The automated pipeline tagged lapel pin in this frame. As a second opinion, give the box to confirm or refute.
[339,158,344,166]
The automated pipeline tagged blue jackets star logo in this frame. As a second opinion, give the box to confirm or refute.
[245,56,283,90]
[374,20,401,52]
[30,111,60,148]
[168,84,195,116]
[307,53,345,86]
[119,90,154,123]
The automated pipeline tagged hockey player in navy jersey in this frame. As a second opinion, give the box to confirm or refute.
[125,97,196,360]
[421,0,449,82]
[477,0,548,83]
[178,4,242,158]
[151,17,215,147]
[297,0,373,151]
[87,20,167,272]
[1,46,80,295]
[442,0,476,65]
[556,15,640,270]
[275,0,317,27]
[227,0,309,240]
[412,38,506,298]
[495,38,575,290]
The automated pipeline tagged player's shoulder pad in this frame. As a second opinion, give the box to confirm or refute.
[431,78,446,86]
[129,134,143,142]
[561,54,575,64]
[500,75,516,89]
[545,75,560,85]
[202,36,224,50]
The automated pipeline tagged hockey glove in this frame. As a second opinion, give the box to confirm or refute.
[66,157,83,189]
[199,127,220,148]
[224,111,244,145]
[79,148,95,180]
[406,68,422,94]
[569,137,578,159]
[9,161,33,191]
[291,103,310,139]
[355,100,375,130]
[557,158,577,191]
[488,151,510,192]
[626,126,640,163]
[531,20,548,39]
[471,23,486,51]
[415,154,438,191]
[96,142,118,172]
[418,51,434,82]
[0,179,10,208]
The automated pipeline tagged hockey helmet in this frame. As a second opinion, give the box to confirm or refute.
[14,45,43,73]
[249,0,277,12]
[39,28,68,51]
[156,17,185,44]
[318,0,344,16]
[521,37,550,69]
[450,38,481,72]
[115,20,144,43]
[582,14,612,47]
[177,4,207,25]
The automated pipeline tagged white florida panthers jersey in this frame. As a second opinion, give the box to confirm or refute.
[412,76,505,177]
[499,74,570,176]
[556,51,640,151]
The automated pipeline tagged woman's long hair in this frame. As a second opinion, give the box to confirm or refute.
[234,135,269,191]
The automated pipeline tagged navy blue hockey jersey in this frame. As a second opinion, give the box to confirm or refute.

__________________________________________________

• PROBLEM
Every entry above should be retyped exactly as it appears.

• EXERCISE RESULT
The automated pipeline tagged lapel pin in this frame. As a second opinion, give the box to confirm or refute.
[339,158,344,166]
The automated pipeline tagged blue jackets star logo in this frame. As a second opinion, give the box to confirm or refute.
[245,56,283,90]
[374,20,401,52]
[30,111,60,148]
[168,84,195,116]
[307,53,345,86]
[119,90,154,123]
The automated pipeline tagged hockey player in navy jersey in this frame. As a second opinion, give the box to confirm or refute.
[125,97,196,360]
[421,0,449,82]
[477,0,548,83]
[178,4,242,158]
[151,17,215,147]
[297,0,373,151]
[87,20,167,272]
[1,46,80,295]
[442,0,476,65]
[556,15,640,270]
[275,0,317,27]
[227,0,309,240]
[412,38,506,298]
[495,38,575,290]
The automated pipeline tagged player's shoulder pad in this frame. As a second opinion, give the box to confirm or refute.
[431,78,446,86]
[129,134,143,142]
[561,54,575,64]
[500,75,516,89]
[545,75,560,85]
[202,36,224,50]
The automated pipeline tagged hockey glove in this frame. As a second opinion, give the box to confirm or refute.
[66,157,83,189]
[199,127,220,148]
[224,111,244,145]
[79,148,95,180]
[406,68,422,94]
[569,137,578,159]
[9,161,33,191]
[291,103,310,139]
[355,100,375,130]
[557,158,577,191]
[488,151,510,192]
[626,126,640,163]
[531,20,548,39]
[471,23,486,51]
[415,154,438,191]
[96,142,118,172]
[418,51,434,82]
[0,179,10,208]
The automated pipeline tagged hockey helmet in this frame. As a second opinion, give the box to confirm or refute.
[14,45,43,73]
[249,0,277,12]
[39,28,68,51]
[156,17,185,44]
[318,0,344,16]
[521,37,550,69]
[450,38,481,72]
[115,20,144,43]
[582,14,612,47]
[177,4,207,25]
The automated pipeline tagged white florida panthers jersey in this frame. As a second opinion, give the box to confirm or refute.
[412,76,505,177]
[499,74,570,176]
[556,51,640,151]
The automated pipeline tagged woman's long hair in this frame. As a second opinion, give the box to confirm or refute.
[234,135,269,191]
The automated pipeline tagged navy blue hockey jersey in this frame. As a second opinion, give the box to confirm or refute.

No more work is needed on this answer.